→ Task instructions
Quote the lines from the start of the records through the line containing "positive clicks: (160, 361) (156, 352)", both ends included.

(Dataset entries)

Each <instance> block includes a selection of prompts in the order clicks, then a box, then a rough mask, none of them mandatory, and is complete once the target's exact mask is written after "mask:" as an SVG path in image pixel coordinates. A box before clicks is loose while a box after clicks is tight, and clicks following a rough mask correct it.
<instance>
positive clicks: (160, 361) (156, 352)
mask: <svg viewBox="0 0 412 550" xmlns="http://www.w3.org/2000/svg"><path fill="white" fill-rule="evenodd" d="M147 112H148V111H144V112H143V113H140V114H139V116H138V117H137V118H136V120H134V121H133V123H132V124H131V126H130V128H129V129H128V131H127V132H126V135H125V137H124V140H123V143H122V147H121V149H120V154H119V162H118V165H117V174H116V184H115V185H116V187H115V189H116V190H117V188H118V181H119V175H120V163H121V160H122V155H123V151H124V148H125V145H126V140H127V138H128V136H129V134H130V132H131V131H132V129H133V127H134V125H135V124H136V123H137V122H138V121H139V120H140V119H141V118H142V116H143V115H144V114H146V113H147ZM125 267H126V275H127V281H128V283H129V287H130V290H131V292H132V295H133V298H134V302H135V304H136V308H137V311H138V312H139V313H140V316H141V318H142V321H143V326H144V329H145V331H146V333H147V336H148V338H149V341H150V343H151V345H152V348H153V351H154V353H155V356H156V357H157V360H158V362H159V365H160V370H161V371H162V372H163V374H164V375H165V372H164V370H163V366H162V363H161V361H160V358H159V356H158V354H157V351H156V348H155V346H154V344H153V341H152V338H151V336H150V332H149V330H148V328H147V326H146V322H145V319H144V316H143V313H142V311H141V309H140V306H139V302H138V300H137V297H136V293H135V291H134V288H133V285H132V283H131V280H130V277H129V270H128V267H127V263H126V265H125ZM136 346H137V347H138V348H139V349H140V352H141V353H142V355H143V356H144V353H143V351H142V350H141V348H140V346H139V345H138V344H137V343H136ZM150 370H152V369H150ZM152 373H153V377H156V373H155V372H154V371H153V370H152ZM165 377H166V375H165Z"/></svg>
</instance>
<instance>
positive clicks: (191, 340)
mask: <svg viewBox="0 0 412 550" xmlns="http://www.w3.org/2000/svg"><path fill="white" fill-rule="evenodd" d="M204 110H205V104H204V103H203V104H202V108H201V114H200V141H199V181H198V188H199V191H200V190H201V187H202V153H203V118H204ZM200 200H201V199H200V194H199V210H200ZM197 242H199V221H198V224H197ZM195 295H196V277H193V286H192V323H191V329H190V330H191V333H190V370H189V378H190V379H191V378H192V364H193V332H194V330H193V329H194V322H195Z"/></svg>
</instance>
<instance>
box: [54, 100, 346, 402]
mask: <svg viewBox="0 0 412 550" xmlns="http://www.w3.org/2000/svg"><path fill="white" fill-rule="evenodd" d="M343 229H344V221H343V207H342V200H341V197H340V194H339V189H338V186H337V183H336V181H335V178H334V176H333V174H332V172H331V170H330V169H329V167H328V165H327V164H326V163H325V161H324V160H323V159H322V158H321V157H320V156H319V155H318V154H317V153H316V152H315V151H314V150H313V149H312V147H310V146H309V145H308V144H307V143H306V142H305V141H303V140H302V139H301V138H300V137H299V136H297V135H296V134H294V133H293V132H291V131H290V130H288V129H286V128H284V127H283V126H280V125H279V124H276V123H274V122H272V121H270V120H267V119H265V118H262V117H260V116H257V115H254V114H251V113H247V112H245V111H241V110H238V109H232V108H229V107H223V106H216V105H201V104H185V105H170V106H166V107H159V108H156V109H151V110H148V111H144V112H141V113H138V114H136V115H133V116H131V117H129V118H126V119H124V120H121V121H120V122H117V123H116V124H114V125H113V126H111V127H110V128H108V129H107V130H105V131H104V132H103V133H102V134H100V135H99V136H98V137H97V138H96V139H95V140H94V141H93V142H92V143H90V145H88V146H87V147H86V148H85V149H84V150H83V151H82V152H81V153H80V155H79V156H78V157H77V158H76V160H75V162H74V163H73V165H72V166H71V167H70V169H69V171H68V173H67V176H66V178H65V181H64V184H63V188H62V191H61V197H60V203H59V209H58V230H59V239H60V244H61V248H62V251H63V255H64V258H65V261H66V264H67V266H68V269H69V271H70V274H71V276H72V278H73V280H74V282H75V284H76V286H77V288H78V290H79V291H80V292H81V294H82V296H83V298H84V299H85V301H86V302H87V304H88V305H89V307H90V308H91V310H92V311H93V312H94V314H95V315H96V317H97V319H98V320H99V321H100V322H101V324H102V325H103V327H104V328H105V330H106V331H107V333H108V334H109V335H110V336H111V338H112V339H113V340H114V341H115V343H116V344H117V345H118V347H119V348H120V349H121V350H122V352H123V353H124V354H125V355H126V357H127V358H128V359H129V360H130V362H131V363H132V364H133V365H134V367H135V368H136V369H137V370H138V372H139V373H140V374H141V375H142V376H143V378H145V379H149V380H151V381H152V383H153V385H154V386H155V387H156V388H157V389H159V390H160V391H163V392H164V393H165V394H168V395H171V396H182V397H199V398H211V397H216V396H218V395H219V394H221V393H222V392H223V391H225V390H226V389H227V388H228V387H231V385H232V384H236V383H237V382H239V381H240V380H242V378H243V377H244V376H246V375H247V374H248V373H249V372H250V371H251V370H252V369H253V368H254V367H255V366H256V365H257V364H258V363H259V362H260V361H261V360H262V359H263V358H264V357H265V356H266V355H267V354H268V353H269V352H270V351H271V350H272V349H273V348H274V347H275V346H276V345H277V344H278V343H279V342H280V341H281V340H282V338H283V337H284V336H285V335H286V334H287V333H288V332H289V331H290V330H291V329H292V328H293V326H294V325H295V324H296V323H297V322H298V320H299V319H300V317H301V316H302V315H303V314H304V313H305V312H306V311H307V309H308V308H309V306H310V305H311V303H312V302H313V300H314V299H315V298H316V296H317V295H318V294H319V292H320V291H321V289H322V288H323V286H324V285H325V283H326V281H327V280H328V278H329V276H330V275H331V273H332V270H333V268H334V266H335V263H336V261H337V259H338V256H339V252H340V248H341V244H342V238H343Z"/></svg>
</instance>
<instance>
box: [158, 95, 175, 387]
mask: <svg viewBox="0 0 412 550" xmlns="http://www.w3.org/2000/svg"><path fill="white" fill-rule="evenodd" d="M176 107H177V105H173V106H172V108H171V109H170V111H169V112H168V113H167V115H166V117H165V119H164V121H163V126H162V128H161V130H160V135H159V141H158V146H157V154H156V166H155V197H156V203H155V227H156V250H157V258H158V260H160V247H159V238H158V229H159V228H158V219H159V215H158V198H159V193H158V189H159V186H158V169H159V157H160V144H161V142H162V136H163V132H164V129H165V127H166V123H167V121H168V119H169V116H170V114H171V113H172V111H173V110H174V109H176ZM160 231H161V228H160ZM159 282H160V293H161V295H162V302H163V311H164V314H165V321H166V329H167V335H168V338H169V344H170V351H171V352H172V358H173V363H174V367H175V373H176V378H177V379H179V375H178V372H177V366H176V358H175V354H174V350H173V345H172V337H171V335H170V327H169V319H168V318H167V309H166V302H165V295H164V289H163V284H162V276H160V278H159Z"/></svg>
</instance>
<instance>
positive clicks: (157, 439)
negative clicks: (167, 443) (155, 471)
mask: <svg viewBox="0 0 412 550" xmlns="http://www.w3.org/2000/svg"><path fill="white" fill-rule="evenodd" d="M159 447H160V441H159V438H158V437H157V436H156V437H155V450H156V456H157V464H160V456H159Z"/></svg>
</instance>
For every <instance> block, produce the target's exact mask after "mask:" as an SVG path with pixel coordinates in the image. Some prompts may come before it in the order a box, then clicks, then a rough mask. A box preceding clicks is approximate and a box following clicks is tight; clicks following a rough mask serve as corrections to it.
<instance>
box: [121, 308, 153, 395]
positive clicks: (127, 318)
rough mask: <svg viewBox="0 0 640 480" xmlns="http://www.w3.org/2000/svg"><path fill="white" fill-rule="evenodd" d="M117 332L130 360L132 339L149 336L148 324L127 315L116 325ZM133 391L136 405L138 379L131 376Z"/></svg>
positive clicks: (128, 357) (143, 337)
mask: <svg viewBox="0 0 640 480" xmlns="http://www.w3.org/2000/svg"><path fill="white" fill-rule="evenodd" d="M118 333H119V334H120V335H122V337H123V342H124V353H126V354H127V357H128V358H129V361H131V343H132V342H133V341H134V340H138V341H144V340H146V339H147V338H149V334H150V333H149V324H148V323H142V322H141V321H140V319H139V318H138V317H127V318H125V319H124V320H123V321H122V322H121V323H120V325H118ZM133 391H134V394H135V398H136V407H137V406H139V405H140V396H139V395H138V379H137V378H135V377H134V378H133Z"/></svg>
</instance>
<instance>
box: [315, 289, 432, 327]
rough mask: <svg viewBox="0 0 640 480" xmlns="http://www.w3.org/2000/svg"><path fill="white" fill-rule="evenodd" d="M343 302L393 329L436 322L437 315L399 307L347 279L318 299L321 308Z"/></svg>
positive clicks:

→ Response to this exercise
Each <instance> block includes a selection of prompts in the order clicks, then a box, then a rough mask, none of them mandatory, and is complete once the target's exact mask is written after "mask:" as an SVG path in image pixel coordinates. A box before clicks is loose while a box after clicks is tight, and clicks following a rough mask correct it.
<instance>
positive clicks: (160, 361) (156, 352)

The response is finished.